Labeling and segmentation items
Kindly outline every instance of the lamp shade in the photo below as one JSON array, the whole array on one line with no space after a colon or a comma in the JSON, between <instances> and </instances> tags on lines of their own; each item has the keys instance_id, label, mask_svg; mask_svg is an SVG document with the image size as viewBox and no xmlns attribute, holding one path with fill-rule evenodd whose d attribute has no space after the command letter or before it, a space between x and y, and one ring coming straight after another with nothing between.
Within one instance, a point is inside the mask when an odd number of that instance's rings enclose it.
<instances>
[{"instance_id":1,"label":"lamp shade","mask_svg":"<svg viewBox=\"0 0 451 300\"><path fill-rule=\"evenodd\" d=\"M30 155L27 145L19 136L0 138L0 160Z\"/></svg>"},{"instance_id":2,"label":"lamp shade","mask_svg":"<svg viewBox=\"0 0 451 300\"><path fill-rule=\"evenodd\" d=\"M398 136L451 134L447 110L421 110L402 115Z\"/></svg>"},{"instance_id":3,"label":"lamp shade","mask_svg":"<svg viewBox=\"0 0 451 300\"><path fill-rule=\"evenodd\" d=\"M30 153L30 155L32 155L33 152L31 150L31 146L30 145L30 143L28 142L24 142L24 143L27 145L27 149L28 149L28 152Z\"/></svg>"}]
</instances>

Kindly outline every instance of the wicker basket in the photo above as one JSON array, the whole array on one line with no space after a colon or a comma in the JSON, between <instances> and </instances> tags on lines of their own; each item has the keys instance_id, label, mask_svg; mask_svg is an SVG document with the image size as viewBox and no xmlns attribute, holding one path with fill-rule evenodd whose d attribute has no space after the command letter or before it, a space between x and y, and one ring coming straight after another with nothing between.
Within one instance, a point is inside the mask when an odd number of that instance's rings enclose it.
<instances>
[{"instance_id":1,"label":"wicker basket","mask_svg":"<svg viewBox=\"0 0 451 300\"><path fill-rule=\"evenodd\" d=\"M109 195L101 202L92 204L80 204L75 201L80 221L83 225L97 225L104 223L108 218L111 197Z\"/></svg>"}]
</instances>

Given problem
Format every line of the items above as a numbered list, omitting the blank lines.

Solution to the problem
1. Kindly outline every instance of the lamp shade in the photo below as one JSON array, the whole array on one line with no space after a colon or a comma in the JSON, between <instances> and </instances> tags on lines of their own; each item has the keys instance_id, label, mask_svg; mask_svg is an SVG document with the image size as viewBox and no xmlns attribute, holding one path with fill-rule evenodd whose d attribute has no space after the command letter or before it, a space between x and y, and one ring coming straight after another with nothing between.
2. Within one instance, a point is inside the mask when an odd number of that instance's rings enclose it.
3. <instances>
4. [{"instance_id":1,"label":"lamp shade","mask_svg":"<svg viewBox=\"0 0 451 300\"><path fill-rule=\"evenodd\" d=\"M30 155L27 145L19 136L0 138L0 160Z\"/></svg>"},{"instance_id":2,"label":"lamp shade","mask_svg":"<svg viewBox=\"0 0 451 300\"><path fill-rule=\"evenodd\" d=\"M398 136L451 134L447 110L421 110L402 115Z\"/></svg>"},{"instance_id":3,"label":"lamp shade","mask_svg":"<svg viewBox=\"0 0 451 300\"><path fill-rule=\"evenodd\" d=\"M30 153L30 155L32 155L33 152L31 150L31 146L30 145L30 143L28 142L24 142L24 143L27 145L27 149L28 149L28 152Z\"/></svg>"}]
5. </instances>
6. Kindly outline every instance of the wicker basket in the photo above as one JSON array, the whole array on one line with no space after a colon or a comma in the JSON, between <instances> and </instances> tags on lines of their own; each item has the keys instance_id, label, mask_svg; mask_svg is an SVG document with the image size as viewBox and no xmlns attribute, holding one path with fill-rule evenodd whose d attribute has no space after the command letter or before it, a space between x and y, and one ring coming straight after another with nothing between.
7. Within one instance, a point is inside the mask when an odd number of that instance's rings enclose it.
8. <instances>
9. [{"instance_id":1,"label":"wicker basket","mask_svg":"<svg viewBox=\"0 0 451 300\"><path fill-rule=\"evenodd\" d=\"M109 195L101 202L92 204L80 204L75 201L80 221L83 225L97 225L104 223L108 218L111 197Z\"/></svg>"}]
10. </instances>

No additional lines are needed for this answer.